[Stored records]
******
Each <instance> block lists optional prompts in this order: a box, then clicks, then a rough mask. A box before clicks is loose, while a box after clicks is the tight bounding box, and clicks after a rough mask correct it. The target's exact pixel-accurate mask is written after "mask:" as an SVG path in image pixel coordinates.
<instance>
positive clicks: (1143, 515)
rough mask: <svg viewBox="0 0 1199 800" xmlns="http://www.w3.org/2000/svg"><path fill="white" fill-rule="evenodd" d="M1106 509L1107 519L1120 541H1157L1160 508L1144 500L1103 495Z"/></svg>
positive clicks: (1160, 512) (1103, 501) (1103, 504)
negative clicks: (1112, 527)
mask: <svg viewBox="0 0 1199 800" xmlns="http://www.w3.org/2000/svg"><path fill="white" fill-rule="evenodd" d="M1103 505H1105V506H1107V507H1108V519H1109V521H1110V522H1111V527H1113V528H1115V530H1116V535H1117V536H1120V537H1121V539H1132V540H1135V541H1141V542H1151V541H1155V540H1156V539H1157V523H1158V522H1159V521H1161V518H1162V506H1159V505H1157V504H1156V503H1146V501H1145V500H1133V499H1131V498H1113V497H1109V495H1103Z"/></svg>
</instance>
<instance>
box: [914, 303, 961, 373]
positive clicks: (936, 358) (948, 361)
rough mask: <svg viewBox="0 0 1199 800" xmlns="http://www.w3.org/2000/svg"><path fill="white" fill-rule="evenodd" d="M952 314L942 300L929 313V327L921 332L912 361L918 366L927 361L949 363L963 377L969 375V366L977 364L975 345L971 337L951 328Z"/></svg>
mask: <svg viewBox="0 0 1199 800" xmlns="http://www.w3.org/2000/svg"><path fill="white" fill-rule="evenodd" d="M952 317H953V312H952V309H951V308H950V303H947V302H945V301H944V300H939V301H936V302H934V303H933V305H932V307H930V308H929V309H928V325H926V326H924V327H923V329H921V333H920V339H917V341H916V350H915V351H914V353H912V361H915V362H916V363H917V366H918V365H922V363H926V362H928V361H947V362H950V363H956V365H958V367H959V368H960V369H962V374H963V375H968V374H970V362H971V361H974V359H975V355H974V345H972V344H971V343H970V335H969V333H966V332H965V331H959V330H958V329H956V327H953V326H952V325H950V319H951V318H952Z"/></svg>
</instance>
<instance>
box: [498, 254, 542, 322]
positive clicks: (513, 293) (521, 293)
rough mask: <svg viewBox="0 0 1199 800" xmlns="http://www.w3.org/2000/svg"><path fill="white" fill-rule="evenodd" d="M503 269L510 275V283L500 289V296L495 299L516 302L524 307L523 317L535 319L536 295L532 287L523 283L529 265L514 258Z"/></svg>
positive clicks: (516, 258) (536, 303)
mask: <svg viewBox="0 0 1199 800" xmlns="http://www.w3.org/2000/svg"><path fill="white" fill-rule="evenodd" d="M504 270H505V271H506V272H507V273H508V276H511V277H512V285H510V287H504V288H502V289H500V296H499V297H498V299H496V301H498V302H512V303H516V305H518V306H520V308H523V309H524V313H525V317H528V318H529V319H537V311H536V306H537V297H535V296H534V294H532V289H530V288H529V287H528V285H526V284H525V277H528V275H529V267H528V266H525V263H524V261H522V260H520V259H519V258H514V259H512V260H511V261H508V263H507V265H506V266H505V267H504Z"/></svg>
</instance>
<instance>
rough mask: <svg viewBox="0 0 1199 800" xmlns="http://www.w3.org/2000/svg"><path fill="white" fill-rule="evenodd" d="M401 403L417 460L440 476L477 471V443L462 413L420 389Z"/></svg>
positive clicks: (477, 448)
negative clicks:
******
What needs to be done =
Copy the data exactly. Leave nothing out.

Solved problem =
Each <instance> block lists optional prompts in this order: a box, then clicks, then a rough mask. A box before clicks is loose, while a box after clicks is the tight bounding box, and clicks after a rough mask correct it. The target's exact pixel-accurate mask is written after "mask:" as an SVG path in image pixel coordinates.
<instance>
positive clicks: (1143, 515)
rough mask: <svg viewBox="0 0 1199 800" xmlns="http://www.w3.org/2000/svg"><path fill="white" fill-rule="evenodd" d="M1106 509L1107 519L1120 541H1157L1160 508L1144 500L1103 495Z"/></svg>
positive clicks: (1160, 512) (1103, 501) (1103, 504)
negative clicks: (1112, 527)
mask: <svg viewBox="0 0 1199 800" xmlns="http://www.w3.org/2000/svg"><path fill="white" fill-rule="evenodd" d="M1103 505H1105V506H1107V507H1108V519H1109V521H1110V522H1111V527H1113V528H1115V530H1116V535H1117V536H1120V537H1121V539H1132V540H1135V541H1141V542H1151V541H1155V540H1156V539H1157V523H1158V522H1159V521H1161V518H1162V506H1159V505H1157V504H1156V503H1146V501H1145V500H1133V499H1131V498H1113V497H1109V495H1103Z"/></svg>
</instance>
<instance>
box: [914, 303, 961, 373]
positive clicks: (936, 358) (948, 361)
rough mask: <svg viewBox="0 0 1199 800" xmlns="http://www.w3.org/2000/svg"><path fill="white" fill-rule="evenodd" d="M952 314L942 300L929 313V327L921 332L912 361L918 366L927 361L949 363L963 377L969 375V366L977 364L975 345L971 337L951 328Z"/></svg>
mask: <svg viewBox="0 0 1199 800" xmlns="http://www.w3.org/2000/svg"><path fill="white" fill-rule="evenodd" d="M952 317H953V312H952V309H951V308H950V303H947V302H945V301H944V300H939V301H936V302H934V303H933V305H932V307H930V308H929V309H928V325H926V326H924V327H923V329H921V333H920V339H917V341H916V350H915V351H914V353H912V361H915V362H916V363H917V366H918V365H922V363H926V362H928V361H947V362H950V363H956V365H958V367H959V368H960V369H962V374H963V375H968V374H970V362H971V361H974V359H975V355H974V345H972V344H971V343H970V335H969V333H966V332H965V331H959V330H958V329H956V327H953V326H952V325H950V319H951V318H952Z"/></svg>
</instance>
<instance>
box: [498, 254, 542, 322]
positive clicks: (513, 293) (521, 293)
rough mask: <svg viewBox="0 0 1199 800" xmlns="http://www.w3.org/2000/svg"><path fill="white" fill-rule="evenodd" d="M503 269L510 275V283L500 289V296L495 299L516 302L524 307L523 317L535 319L536 295L532 287L523 283L529 265L514 258Z"/></svg>
positive clicks: (516, 258) (536, 303)
mask: <svg viewBox="0 0 1199 800" xmlns="http://www.w3.org/2000/svg"><path fill="white" fill-rule="evenodd" d="M504 270H505V271H506V272H507V273H508V276H511V277H512V285H510V287H504V288H502V289H500V296H499V297H498V299H496V301H498V302H512V303H516V305H518V306H520V308H523V309H524V313H525V317H528V318H529V319H537V311H536V306H537V297H535V296H534V294H532V289H530V288H529V287H528V285H526V284H525V277H528V275H529V267H528V266H525V263H524V261H522V260H520V259H519V258H514V259H512V260H511V261H508V263H507V265H506V266H505V267H504Z"/></svg>
</instance>
<instance>
rough mask: <svg viewBox="0 0 1199 800" xmlns="http://www.w3.org/2000/svg"><path fill="white" fill-rule="evenodd" d="M401 403L417 460L440 476L477 471V443L462 413L420 389Z"/></svg>
positive clicks: (477, 448)
negative clicks:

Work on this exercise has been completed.